* AIM OF THE TASK *
The material below should be written out in full and exactly; pictures stay out of the copy.

* ENTRIES SUPPLIED *
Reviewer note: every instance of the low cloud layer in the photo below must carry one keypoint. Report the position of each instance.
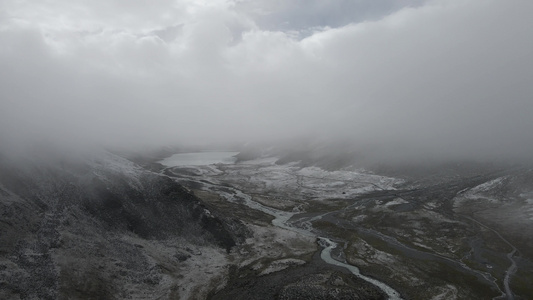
(442, 78)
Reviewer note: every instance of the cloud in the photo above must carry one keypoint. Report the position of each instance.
(444, 78)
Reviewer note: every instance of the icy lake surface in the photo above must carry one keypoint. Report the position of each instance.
(199, 158)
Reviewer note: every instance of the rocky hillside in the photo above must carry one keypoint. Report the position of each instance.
(101, 228)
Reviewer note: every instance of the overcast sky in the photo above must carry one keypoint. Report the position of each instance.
(450, 77)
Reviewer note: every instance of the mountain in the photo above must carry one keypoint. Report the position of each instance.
(102, 227)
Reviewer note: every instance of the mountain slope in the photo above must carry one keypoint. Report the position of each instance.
(102, 228)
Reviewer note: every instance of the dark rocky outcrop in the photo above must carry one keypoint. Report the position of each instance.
(67, 229)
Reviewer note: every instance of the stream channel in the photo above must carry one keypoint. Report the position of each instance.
(281, 218)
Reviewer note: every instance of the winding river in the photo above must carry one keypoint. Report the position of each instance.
(281, 218)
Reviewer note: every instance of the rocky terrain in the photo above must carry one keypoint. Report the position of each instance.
(104, 228)
(114, 226)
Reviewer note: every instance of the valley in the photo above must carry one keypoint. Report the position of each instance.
(422, 238)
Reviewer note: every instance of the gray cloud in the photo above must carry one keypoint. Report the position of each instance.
(444, 78)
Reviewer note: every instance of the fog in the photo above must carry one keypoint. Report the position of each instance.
(439, 79)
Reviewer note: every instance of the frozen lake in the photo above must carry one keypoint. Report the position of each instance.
(199, 158)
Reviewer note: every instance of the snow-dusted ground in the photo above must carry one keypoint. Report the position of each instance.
(264, 177)
(311, 183)
(200, 158)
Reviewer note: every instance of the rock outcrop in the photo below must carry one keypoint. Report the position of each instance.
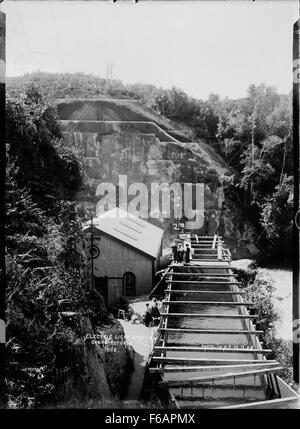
(120, 137)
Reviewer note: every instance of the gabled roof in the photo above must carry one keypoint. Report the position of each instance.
(129, 229)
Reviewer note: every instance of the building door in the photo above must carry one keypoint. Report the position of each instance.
(129, 284)
(100, 284)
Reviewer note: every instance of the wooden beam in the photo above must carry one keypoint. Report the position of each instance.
(228, 364)
(248, 304)
(210, 349)
(191, 274)
(217, 292)
(199, 380)
(203, 282)
(225, 316)
(272, 403)
(225, 275)
(211, 331)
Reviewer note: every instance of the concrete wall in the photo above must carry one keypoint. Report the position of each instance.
(114, 260)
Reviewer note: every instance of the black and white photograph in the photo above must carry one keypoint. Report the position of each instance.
(150, 214)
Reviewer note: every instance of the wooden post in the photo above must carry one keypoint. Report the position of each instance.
(296, 261)
(2, 172)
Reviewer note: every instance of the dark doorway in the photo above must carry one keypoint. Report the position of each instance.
(101, 286)
(129, 284)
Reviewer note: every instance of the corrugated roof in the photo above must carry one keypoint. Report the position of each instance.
(129, 229)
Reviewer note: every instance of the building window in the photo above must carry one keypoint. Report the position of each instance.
(129, 284)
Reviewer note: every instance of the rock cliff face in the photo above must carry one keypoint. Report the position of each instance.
(122, 138)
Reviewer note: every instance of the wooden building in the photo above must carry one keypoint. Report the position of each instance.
(127, 252)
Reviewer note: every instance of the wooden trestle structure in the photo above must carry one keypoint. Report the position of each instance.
(207, 353)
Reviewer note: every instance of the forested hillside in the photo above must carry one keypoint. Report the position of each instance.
(49, 312)
(253, 136)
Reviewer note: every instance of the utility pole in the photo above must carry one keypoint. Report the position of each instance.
(296, 256)
(109, 75)
(91, 251)
(3, 156)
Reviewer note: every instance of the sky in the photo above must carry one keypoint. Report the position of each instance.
(198, 46)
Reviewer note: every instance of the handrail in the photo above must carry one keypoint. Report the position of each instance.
(159, 283)
(214, 241)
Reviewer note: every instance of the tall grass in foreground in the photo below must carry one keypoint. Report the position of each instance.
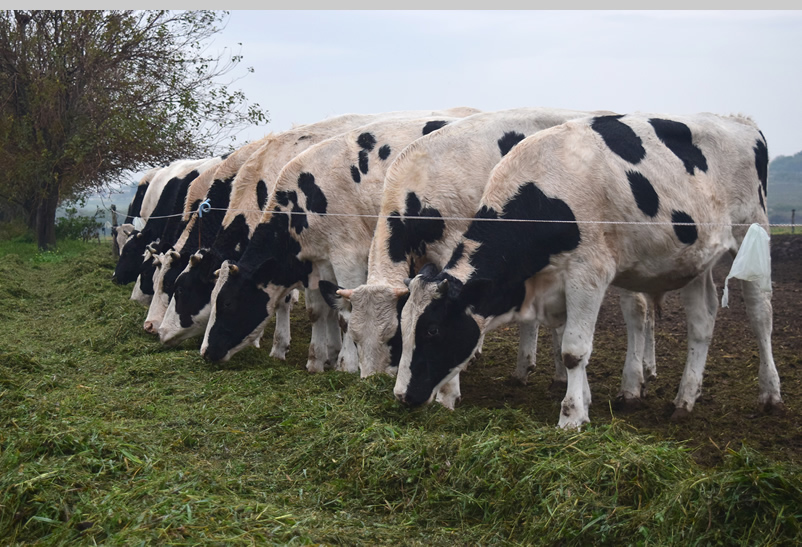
(108, 437)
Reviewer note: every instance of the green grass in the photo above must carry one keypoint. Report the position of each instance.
(107, 437)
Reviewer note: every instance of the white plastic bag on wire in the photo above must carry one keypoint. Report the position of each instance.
(753, 261)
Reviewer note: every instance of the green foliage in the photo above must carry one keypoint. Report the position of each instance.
(89, 96)
(75, 226)
(111, 438)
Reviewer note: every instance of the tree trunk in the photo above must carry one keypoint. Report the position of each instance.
(46, 220)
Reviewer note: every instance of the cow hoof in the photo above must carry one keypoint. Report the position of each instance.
(280, 354)
(627, 404)
(773, 408)
(680, 415)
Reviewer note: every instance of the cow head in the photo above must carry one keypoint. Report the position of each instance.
(440, 333)
(132, 256)
(239, 311)
(373, 317)
(188, 311)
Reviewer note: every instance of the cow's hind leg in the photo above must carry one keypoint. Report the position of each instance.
(281, 334)
(759, 310)
(583, 301)
(527, 350)
(633, 383)
(701, 304)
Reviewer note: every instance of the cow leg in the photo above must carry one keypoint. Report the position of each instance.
(281, 334)
(582, 308)
(633, 384)
(649, 360)
(527, 350)
(759, 310)
(449, 393)
(319, 316)
(560, 380)
(701, 304)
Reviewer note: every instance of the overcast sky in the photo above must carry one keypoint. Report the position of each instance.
(309, 65)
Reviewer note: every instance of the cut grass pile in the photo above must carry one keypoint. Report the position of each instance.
(109, 437)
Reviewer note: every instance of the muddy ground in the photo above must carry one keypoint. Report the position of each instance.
(726, 414)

* TASK RESPONSE *
Reviewer note: every instance of the low cloud layer in the photo below must carry one keypoint. Report the position of each instance.
(442, 78)
Reviewer note: every instance of the cloud in the photo above must carry one keypoint. Report the position of each instance.
(444, 78)
Reviewer note: every instance of the icy lake surface in the photo above must carry one keypoint. Report the position of each instance.
(199, 158)
Reviewer note: every instance of the rocky hillside in the photo above must carry one keypoint. Report the position of each instance.
(101, 228)
Reviewer note: every instance of the overcast sky in the photo above must carry one keypoint. Report the position of each instance.
(450, 77)
Reviewer note: every instance of the mountain in the photo above must carry one keypoint. Report the position of each instance.
(102, 227)
Reviewer note: every instance of the mountain slope in the photo above must carry one keypoint. Report the position of each instance.
(102, 228)
Reviewer note: every instance of the dark rocky outcrop in the photo above must carry one keypoint. Report the position of each instance.
(67, 229)
Reviewer note: every instance of the stream channel in the photo above must carry one keypoint. Report the position of each instance.
(281, 218)
Reviewer note: every instance of the winding river in the photo above must carry one keypoint. Report the position of each instance.
(281, 218)
Reviewer note: every instance of the rocky terrain in the photo above must carry one keypoint. Report the position of each instance.
(104, 228)
(114, 226)
Reviewer note: every instance of the valley in the photo above must carry one keypoint. Report the position of each instance.
(422, 238)
Reviewer note: every instance of the gray cloud in the photo above must carry one keypoint. Report the position of each instance.
(444, 78)
Reviewer note: every instance of the fog in the photo above must carry one keypoint. Report the position of each instance.
(439, 79)
Reviewer note: every instance of the frozen lake in the photo above must carry one keypoint. Report the position of each instance.
(199, 158)
Reviewer note: every instance of the snow-dusted ground in the photo above must carry one keypoint. Report the position of each instance.
(264, 177)
(311, 183)
(200, 158)
Reviewer note: every instance of the rock outcrop in the photo below must carry one keypoint. Report the position of each instance.
(120, 137)
Reviewer note: every instance of the gabled roof in the photo above must carry one keypoint. Report the position of each instance.
(129, 229)
Reviewer note: every instance of the building door in the photo above must carry one keypoint. Report the position of each instance.
(129, 284)
(100, 284)
Reviewer note: every instance of the wooden beam in the photo above must carry one keypoint. Report the position of each instance.
(228, 364)
(248, 304)
(210, 349)
(191, 274)
(217, 292)
(199, 380)
(203, 282)
(225, 316)
(272, 403)
(225, 275)
(211, 331)
Reviewer note: every instance of the concrete wall in the photo above must carry one keypoint. Report the position of each instance.
(114, 260)
Reviewer note: every instance of the black and white photograph in the photo above must carry one keypoint. Report the position of each instance.
(150, 214)
Reviewer note: every instance of the wooden post in the photo above must carry one keypoint. Report the position of each instance.
(296, 261)
(2, 172)
Reviewer note: every instance of the dark doorway in the photo above must carry one keypoint. Report the position of each instance.
(101, 286)
(129, 284)
Reviewer note: every instance of the corrugated roof in the photo above must carry one keypoint. Report the position of each instance.
(129, 229)
Reviewer note: every instance of the building window in the photo above must carry one keypoint. Report the position of each instance.
(129, 284)
Reviewer note: every instance of the rock cliff face in the photo above must carry one keypoint. Report the position of each instance.
(122, 138)
Reviewer note: every instance of the wooden building in the photo above must carry one keypoint. Report the position of each instance.
(127, 252)
Reviewer note: every instance of the wooden trestle structure in the photo above must carry one keypoint. Report the position of each instance.
(207, 353)
Reviewer note: every instance of the forested hillside in the photo above must carry one keypoint. Report the position of each instance.
(49, 312)
(253, 136)
Reviewer note: every instance of the utility pole in the photo above must carry one keypoint. Report the position of each instance.
(296, 256)
(109, 75)
(91, 251)
(3, 156)
Reviewer note: every instance of the sky in the photo above must carry one keypoint. Report the position of each instance.
(198, 46)
Reviewer note: every instance of the handrail in the photo above must carry one keypoint. Report the position of each instance.
(159, 283)
(214, 241)
Reviewer note: every instance of the tall grass in foreground in the photo below must carry one keypoint. Report the position of each instance.
(108, 437)
Reviewer note: every instance of the green grass in the photo above must carry one keypoint. Report the position of each instance.
(107, 437)
Reviewer note: every instance of the white plastic bag on wire in the photo above must carry one keypoint. Report the position of each instance.
(753, 261)
Reviewer note: every instance of the green foliage in the photo above must carry one keypoint. Report the position of each instance.
(89, 96)
(75, 226)
(111, 438)
Reviewer note: every instance of the tree trunk in the photo above must carry one keypoint. Report the position of each instance.
(46, 220)
Reviewer note: every instance of the cow hoof in the photo above must carry one keypoint. Report the position of each instance.
(280, 354)
(627, 404)
(773, 408)
(680, 415)
Reviewer note: every instance of the cow head in the photo above must carry one keypoint. Report the position of each instance.
(440, 333)
(132, 256)
(239, 311)
(373, 317)
(188, 311)
Reviewer note: every instance of the cow's hind leg in the photo above must carry one keypoint. Report the position of each instance.
(281, 334)
(759, 310)
(583, 301)
(527, 350)
(633, 383)
(701, 304)
Reviewer note: every instance of the cow leg in the photo above must carry one keypoint. Report the position of each instance.
(281, 334)
(582, 308)
(633, 384)
(649, 360)
(527, 350)
(759, 310)
(449, 393)
(319, 316)
(560, 380)
(701, 304)
Reviewer note: every instance of the overcast sky in the photo above must carry one keypoint. Report the position of each instance.
(309, 65)
Reviewer note: every instance of the cut grass pile in the photo above must carry one keypoint. Report the position of each instance.
(109, 437)
Reviewer note: every instance of the muddy ground in the photo above must carry one keypoint. Report the position of each instance.
(726, 414)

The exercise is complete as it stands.